:: What is being asked ::
Identify every decision that the passage on the duty to bargain cites by a decision number, and give each one's name and number.

:: Provided passage ::

● ● ● ● ● ● ●

That definition is patterned after the definition found in the National Labor Relations Act (NLRA). The Supreme Court of the State of Washington has ruled that decisions construing the NLRA are persuasive in interpreting state laws which are similar to the NLRA. Nucleonics Alliance v. WPPSS, 101 Wn.2d 24 (1984).

The potential subjects for bargaining between an employer and union are commonly divided into categories of “mandatory”, “permissive” and “illegal”. Matters affecting wages, hours, and working conditions are mandatory subjects of bargaining, while matters considered remote from “terms and conditions of employment” or which are regarded as a prerogative of employers or of unions have been categorized as “nonmandatory” or “permissive”. See, Federal Way School District, Decision 232-A (EDUC, 1977), citing NLRB v. Wooster Division of Bora-Warner, 356 U.S. 342 (1958), affirmed, WPERR CD-57 (King County Superior Court, 1978).

The duty to bargain includes a duty to give notice and provide opportunity for bargaining prior to changing mandatory subjects of bargaining. A party to a bargaining relationship commits an unfair labor practice if it fails to give notice of a change affecting such subjects, (i.e., presents the other party with a fait accompli),[2] or fails to bargain in good faith upon request. Federal Way School District, supra.[3]

Even if an employer has no duty to bargain a particular decision, it still is required to bargain the effects of its decision impacting the wages, hours, or working conditions of union-represented employees. See, Wenatchee School District, Decision 3240-A (PECB, 1990); Lake Chelan School District, Decision 4940-A (EDUC, 1995); and Bates Technical College, Decision 5140-A (PECB, 1996). The issues before the Commission in this case are confined to whether the employer committed an unfair labor practice by failing to bargain the effects of the employer’s layoff decision on remaining employees.

Waiver of Bargaining Rights

The union requests review of the Examiner’s Conclusions of Law, where he held that the union waived its bargaining rights by inaction. Having reviewed the record, we find there was a waiver of bargaining rights. We agree with the Examiner that the union did not make a specific request to bargain the effects on remaining employees until it was too late, but we also conclude there was a waiver by contract, as well as a waiver by inaction.

● ● ● ● ● ● ●

:: Data segment ::
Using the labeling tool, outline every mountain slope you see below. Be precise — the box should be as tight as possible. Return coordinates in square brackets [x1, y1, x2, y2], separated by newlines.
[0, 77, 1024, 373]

● ● ● ● ● ● ●

:: Answer for this exercise ::
- Federal Way School District, Decision 232-A
- Wenatchee School District, Decision 3240-A
- Lake Chelan School District, Decision 4940-A
- Bates Technical College, Decision 5140-A